▶ _操作说明_: 接着最后一句续写讲艺术符号学理论家的那段文字。

▶ _文本段落_:
-------------------------

从1950、60年代符号学第一次大繁荣开始,出现了一波接一波的重要符号学艺术理论家。包括在卡西尔符号学理论基础上建立第一个艺术符号学体系的朗格(Susanne Langer),开创艺术的分析式符号学研究的纳尔逊·古德曼(Nelson Goodman),迈尔·夏皮罗(Meyer Shapiro),卡罗尔(Noël Carroll)。半个世纪坚持努力试图建立“信息美学”的麦克斯·本斯(Max Bense),成功地建立了艺术史符号学研究的诺曼·布列逊(Norman Bryson),费迪南德·圣-马丁(Ferdinande Saint-Martin),著名叙述学-艺术符号学家米克·巴尔(Mieke Bal),以及由安娜·埃诺(Anna Hénault)领衔的法国艺术符号学派。

-------------------------

▶ _提取条目_:
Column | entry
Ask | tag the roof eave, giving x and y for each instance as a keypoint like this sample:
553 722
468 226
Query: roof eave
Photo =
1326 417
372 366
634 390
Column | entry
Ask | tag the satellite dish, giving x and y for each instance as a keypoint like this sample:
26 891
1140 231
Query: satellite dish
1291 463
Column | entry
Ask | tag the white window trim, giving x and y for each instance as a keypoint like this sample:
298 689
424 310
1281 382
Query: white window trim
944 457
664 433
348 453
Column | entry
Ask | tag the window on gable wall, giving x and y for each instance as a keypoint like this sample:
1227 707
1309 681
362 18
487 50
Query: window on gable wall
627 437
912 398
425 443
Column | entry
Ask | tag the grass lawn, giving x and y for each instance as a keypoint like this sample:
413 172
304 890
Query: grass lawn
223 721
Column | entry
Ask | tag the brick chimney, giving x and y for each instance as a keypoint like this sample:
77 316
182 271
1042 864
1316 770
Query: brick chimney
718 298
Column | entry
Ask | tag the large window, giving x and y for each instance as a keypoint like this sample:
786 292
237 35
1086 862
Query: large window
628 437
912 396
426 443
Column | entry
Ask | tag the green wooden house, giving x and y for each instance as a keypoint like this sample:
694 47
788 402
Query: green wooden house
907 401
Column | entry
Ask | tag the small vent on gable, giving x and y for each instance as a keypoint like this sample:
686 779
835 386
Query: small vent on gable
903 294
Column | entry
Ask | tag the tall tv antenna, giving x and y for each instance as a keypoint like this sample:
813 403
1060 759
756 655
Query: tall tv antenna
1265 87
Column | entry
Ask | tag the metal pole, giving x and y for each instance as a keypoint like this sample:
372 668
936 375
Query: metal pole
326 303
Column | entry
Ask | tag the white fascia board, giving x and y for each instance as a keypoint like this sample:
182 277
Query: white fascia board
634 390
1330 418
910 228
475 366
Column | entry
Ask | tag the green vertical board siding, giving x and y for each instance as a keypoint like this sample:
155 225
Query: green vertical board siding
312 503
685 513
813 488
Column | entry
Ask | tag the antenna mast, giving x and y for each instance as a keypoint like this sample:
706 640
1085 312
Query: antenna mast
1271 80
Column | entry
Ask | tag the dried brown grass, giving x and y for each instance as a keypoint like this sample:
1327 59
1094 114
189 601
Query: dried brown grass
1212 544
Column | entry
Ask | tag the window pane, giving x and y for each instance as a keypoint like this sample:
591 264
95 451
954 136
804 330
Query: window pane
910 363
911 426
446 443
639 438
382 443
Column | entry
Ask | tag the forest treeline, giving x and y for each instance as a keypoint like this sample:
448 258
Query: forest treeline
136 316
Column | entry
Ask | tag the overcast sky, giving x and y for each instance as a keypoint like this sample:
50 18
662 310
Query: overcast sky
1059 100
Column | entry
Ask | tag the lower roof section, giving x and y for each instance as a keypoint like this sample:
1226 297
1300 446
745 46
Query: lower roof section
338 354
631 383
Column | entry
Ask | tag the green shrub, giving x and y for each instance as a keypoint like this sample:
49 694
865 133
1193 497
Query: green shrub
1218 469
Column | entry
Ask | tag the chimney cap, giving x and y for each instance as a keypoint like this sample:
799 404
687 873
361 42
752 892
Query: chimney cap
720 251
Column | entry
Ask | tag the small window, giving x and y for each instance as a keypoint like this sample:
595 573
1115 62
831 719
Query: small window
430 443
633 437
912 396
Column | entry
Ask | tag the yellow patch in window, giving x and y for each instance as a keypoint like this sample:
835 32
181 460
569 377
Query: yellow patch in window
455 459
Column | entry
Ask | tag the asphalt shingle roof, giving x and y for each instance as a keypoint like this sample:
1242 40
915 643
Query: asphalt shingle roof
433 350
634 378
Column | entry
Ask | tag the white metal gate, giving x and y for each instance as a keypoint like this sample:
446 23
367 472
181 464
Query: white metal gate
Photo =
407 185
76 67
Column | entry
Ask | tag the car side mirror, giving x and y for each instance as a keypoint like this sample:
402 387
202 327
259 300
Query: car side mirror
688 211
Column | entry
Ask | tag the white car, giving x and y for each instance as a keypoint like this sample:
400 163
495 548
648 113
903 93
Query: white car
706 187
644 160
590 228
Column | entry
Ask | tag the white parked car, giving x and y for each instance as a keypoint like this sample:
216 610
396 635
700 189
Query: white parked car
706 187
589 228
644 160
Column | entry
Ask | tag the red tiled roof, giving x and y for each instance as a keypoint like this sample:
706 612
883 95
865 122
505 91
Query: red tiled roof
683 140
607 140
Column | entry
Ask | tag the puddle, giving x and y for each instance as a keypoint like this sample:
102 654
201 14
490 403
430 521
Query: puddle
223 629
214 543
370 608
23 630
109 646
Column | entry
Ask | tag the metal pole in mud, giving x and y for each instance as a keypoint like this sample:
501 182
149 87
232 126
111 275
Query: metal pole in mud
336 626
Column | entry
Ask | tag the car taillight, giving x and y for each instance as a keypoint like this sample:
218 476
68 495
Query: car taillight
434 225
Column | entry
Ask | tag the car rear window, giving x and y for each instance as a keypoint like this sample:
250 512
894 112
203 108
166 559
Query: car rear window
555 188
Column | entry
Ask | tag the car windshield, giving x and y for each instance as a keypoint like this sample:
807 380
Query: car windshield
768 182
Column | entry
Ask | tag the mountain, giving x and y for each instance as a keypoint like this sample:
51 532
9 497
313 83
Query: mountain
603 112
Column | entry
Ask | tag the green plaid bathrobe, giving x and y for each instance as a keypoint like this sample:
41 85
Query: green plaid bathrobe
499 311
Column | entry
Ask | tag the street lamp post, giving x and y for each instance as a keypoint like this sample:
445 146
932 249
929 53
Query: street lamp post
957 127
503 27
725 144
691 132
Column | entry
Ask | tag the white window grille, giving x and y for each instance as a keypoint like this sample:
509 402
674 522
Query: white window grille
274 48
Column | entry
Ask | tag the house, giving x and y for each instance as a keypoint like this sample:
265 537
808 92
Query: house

-------------------------

▶ _结果_:
应当承认,上述在20世纪从事艺术符号学的专家,大部分人关注的是美术。还有一些学者为各种艺术体裁建立了符号学研究体系,例如从文化符号学讨论文学的巴赫金(Mihail Bakhtin)与洛特曼(Jurii Lotman),深入讨论了文学的意识形态符号学的詹姆逊(Fredric Jameson);建立了诗歌符号学的理法泰尔(Michael Riffaterre),建立了音乐符号学的塔拉斯蒂(Eero Tarasti);建立了视觉符号学体系的索内松(Goran Sonesson)。电影这个当代最重要的艺术式样自然吸引了最多的人才,例如麦茨(Christian Metz),米特里(Jean Mitry),艾赫拉特(Johannes Ehrat),沃伦(Pater Warren)等,以及著名导演兼电影符号学家帕索里尼(Pier Paolo Pasolini)。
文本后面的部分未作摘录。